Odszukaj poniżej każdy wiersz, w którym występuje słowo "front", i przepisz go w całości.

WIERSZE DO ĆWICZENIA →
━━━━━━━━━━

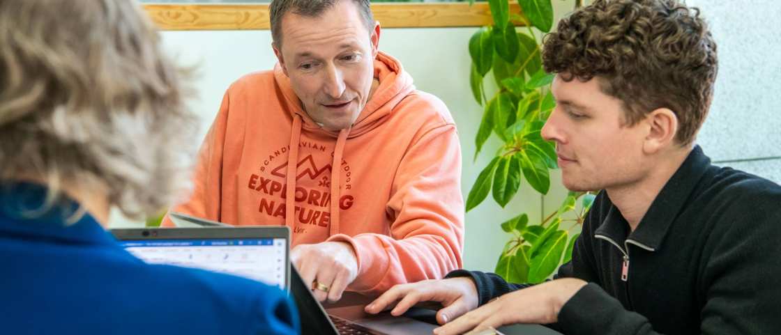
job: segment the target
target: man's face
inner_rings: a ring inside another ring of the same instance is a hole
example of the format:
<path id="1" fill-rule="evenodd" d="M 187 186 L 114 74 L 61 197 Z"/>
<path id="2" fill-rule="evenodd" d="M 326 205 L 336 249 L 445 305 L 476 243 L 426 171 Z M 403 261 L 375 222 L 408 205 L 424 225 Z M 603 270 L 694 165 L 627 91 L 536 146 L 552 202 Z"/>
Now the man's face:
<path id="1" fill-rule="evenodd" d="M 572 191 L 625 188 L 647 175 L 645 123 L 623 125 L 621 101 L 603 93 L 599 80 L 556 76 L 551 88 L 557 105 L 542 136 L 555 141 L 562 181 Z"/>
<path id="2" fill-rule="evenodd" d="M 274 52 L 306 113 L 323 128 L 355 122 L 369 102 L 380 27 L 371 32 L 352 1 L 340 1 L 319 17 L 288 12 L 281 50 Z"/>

━━━━━━━━━━

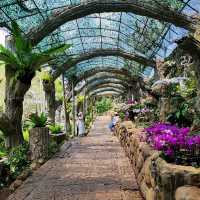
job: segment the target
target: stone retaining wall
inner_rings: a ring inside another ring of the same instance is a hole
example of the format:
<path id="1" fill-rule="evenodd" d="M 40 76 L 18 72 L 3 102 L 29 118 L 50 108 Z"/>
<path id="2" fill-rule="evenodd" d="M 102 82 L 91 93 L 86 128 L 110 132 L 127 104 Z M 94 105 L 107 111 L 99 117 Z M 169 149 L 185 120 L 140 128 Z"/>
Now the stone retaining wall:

━━━━━━━━━━

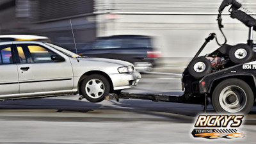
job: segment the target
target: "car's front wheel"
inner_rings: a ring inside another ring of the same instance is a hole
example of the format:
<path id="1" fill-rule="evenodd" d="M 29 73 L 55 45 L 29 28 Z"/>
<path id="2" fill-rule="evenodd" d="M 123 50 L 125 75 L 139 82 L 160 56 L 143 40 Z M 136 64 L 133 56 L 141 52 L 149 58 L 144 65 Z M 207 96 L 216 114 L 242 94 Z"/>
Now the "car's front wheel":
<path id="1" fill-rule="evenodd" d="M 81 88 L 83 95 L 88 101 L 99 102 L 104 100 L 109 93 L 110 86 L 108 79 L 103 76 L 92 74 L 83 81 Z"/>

━━━━━━━━━━

ODPOWIEDŹ →
target: "car's front wheel"
Now the "car's front wheel":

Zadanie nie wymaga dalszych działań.